### Source
Page 1 of 1

QualityStage Job aborts intermittently

Posted: Thu Apr 08, 2010 8:29 am
by DataQuality_IS8.1
Hi,

We are seeing that a particular job is aborting intermittently when run individually and as well as from Sequencer level.

This job is a parallel job running on 12 nodes. When the job is run repeatedly without changing anything it runs fine sometimes and also fails it is very inconsistent. However, i was not able to run it succesfully repeatedly for more than 3 times

Everytime the job aborts a core dump is getting generated. Following is the error. Attached find the core dump as well for your reference

Core was generated by `/d01/is/IBM/InformationServer/Server/PXEngine/bin/osh -APT_PMsectionLeaderFlag'.
Program terminated with signal 11, Segmentation fault.
#0 0x00f6a630 in ?? ()

Upon researching on the error I found that setting the APT_DISABLE_COMBINATION = True might help but it didnt work even after setting the variable to true.

Thanks,
Karuna

Re: QualityStage Job aborts intermittently

Posted: Thu Apr 08, 2010 9:10 am
by ragasambath
DataQuality_IS8.1 wrote:Hi,

We are seeing that a particular job is aborting intermittently when run individually and as well as from Sequencer level.

### Direction
The forum thread above gives the path of the program that generated the core dump. List, in order, the directory names in that path, leaving out the program name at its end.

### Extracted records

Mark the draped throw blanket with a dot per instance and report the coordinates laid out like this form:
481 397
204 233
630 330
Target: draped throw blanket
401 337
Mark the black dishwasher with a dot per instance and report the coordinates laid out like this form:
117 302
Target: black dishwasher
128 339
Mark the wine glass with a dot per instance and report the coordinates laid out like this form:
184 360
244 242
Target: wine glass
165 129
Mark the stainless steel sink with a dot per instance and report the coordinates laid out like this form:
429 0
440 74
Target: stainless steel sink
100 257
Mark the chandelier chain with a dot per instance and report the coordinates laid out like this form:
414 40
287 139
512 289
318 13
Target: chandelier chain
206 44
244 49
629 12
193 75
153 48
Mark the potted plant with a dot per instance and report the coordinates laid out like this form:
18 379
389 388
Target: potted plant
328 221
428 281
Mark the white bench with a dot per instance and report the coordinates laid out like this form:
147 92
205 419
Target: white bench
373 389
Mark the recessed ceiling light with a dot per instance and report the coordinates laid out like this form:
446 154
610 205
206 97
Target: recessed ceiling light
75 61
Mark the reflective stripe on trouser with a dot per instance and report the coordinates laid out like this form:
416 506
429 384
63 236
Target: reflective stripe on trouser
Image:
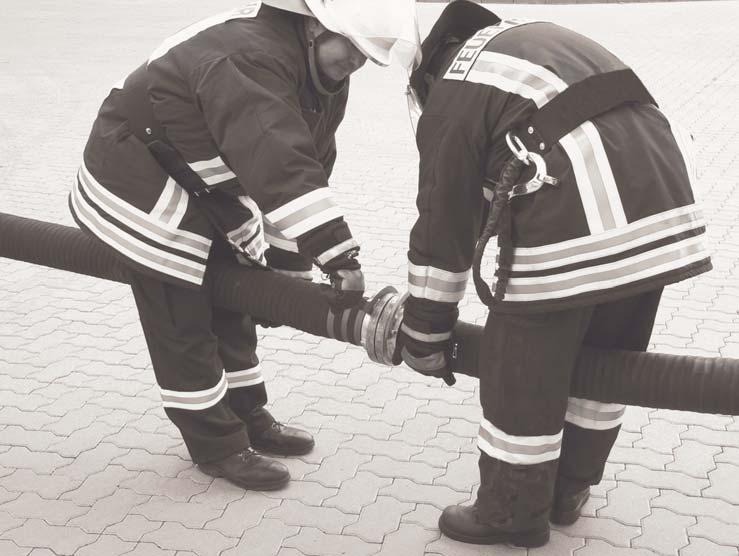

### Correct response
d01, is, IBM, InformationServer, Server, PXEngine, bin